>>

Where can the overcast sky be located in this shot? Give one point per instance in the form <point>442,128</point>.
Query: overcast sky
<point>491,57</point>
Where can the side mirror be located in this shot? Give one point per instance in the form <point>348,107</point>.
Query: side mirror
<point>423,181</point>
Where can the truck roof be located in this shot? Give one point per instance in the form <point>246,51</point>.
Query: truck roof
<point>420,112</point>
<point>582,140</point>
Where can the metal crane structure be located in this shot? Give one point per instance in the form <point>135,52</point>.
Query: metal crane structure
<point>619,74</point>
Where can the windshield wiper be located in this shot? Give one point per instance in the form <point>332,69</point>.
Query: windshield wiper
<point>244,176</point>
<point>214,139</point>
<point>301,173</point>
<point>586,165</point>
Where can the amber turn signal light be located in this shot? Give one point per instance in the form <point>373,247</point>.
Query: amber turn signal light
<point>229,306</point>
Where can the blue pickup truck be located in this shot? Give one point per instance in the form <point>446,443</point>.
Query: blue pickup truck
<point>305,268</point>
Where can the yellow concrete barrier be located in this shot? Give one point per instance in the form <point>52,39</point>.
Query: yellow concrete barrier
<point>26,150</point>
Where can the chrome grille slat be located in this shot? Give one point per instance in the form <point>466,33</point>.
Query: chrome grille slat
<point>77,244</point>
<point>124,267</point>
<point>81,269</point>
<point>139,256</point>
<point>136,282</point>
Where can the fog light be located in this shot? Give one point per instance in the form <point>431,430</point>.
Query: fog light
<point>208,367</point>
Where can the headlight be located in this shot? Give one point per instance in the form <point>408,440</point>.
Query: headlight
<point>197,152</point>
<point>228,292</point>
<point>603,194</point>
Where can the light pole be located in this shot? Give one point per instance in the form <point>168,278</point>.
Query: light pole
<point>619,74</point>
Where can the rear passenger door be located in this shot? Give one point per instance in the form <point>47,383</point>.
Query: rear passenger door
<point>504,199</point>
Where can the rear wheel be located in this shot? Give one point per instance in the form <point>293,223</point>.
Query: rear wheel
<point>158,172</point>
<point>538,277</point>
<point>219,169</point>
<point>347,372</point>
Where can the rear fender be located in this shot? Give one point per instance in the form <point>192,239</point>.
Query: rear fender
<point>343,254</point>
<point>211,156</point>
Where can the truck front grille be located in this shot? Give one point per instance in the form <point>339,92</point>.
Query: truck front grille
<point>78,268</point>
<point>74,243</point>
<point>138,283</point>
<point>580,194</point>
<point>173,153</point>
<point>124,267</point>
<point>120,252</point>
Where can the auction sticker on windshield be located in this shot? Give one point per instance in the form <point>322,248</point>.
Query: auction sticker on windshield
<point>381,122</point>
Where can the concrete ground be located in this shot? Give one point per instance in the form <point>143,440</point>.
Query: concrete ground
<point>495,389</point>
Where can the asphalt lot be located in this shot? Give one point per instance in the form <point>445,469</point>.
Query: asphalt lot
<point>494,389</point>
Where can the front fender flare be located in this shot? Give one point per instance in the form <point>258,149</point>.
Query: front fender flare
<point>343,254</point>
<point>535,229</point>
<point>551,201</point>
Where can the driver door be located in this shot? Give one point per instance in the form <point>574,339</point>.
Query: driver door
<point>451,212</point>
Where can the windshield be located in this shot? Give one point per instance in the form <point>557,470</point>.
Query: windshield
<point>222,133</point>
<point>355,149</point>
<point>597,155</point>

<<

▸ **Given task**
Scale the stretch from the row containing "Where can the windshield be" through the end of the rows. Write those lines out again, requests included, multiplying every point coordinate in the answers by 1.25 and rounding to whole numbers with halves rounded up, but leave the numbers in the requests and their sample points as they are.

▸ **Reply**
Where can the windshield be located in this shot? Give one point per instance in the form <point>557,470</point>.
Query: windshield
<point>278,166</point>
<point>444,186</point>
<point>746,194</point>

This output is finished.